Exercise directions => Reproduce all of the data exactly.

─── Available records

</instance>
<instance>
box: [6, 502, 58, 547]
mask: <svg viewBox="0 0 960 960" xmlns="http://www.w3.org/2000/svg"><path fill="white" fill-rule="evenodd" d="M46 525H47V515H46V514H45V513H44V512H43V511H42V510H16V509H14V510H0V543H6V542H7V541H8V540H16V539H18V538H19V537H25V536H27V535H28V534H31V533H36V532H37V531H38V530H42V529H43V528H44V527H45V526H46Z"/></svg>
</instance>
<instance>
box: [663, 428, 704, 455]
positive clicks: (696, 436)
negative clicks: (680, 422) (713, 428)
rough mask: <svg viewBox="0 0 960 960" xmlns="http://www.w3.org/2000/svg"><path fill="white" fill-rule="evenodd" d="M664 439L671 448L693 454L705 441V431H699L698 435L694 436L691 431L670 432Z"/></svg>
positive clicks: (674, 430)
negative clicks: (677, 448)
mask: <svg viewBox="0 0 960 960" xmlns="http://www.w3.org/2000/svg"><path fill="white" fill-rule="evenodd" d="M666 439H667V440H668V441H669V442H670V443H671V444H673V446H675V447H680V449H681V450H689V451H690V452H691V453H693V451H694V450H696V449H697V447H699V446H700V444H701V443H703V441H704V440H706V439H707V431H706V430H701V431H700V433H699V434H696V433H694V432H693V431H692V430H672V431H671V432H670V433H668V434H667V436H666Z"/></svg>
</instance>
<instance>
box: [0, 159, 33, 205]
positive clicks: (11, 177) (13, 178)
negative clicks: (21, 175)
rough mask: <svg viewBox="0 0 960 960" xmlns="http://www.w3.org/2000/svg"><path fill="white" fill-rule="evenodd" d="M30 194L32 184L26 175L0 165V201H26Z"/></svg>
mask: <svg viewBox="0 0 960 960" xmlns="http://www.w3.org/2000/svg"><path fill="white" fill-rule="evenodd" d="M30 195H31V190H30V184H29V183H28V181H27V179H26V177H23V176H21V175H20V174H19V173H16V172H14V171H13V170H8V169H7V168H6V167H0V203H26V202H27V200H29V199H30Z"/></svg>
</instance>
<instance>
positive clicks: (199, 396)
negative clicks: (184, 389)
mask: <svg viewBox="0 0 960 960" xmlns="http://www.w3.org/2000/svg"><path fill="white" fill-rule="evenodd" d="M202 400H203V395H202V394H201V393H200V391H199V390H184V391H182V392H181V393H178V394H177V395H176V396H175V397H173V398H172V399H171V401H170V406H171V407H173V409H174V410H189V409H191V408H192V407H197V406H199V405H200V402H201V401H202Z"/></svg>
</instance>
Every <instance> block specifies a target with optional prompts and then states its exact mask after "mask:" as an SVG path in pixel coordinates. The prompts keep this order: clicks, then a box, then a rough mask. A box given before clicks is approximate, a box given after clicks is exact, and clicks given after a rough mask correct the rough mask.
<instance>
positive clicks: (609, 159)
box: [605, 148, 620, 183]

──────

Answer to this task =>
</instance>
<instance>
box: [6, 502, 58, 547]
mask: <svg viewBox="0 0 960 960" xmlns="http://www.w3.org/2000/svg"><path fill="white" fill-rule="evenodd" d="M46 525H47V515H46V514H45V513H44V512H43V511H42V510H16V509H14V510H0V543H6V542H7V541H8V540H16V539H18V538H19V537H25V536H27V535H28V534H31V533H36V532H37V531H38V530H42V529H43V528H44V527H45V526H46Z"/></svg>
</instance>
<instance>
box: [663, 428, 704, 455]
positive clicks: (696, 436)
negative clicks: (680, 422) (713, 428)
rough mask: <svg viewBox="0 0 960 960" xmlns="http://www.w3.org/2000/svg"><path fill="white" fill-rule="evenodd" d="M664 439L671 448L693 454L705 441V431H699L698 435L694 436L691 431L670 432Z"/></svg>
positive clicks: (674, 430)
negative clicks: (677, 448)
mask: <svg viewBox="0 0 960 960" xmlns="http://www.w3.org/2000/svg"><path fill="white" fill-rule="evenodd" d="M666 439H667V440H668V441H669V442H670V443H671V444H673V446H675V447H680V449H681V450H689V451H690V452H691V453H693V451H694V450H696V449H697V447H699V446H700V444H701V443H703V441H704V440H706V439H707V431H706V430H701V431H700V433H699V434H696V433H694V432H693V431H692V430H672V431H671V432H670V433H668V434H667V436H666Z"/></svg>
</instance>
<instance>
box: [0, 159, 33, 205]
positive clicks: (11, 177) (13, 178)
negative clicks: (21, 175)
rough mask: <svg viewBox="0 0 960 960" xmlns="http://www.w3.org/2000/svg"><path fill="white" fill-rule="evenodd" d="M30 194L32 184L26 175L0 165V201H26Z"/></svg>
mask: <svg viewBox="0 0 960 960" xmlns="http://www.w3.org/2000/svg"><path fill="white" fill-rule="evenodd" d="M30 195H31V190H30V184H29V183H28V181H27V179H26V177H23V176H21V175H20V174H19V173H16V172H14V171H13V170H8V169H7V168H6V167H0V203H26V202H27V200H29V199H30Z"/></svg>
</instance>
<instance>
positive clicks: (199, 396)
negative clicks: (184, 389)
mask: <svg viewBox="0 0 960 960" xmlns="http://www.w3.org/2000/svg"><path fill="white" fill-rule="evenodd" d="M202 400H203V395H202V394H201V393H200V391H199V390H184V391H182V392H181V393H178V394H177V395H176V396H175V397H173V398H172V399H171V401H170V406H171V407H173V409H174V410H189V409H191V408H192V407H197V406H199V405H200V402H201V401H202Z"/></svg>
</instance>
Every <instance> block specifies a target with optional prompts and then states its exact mask after "mask:" as an SVG path in pixel coordinates. The prompts keep this order: clicks, then a box, then a rough mask. A box given before clicks is approximate, a box given after clicks is exact, and clicks given after a rough mask correct the rough mask.
<instance>
positive clicks: (609, 159)
box: [605, 148, 620, 183]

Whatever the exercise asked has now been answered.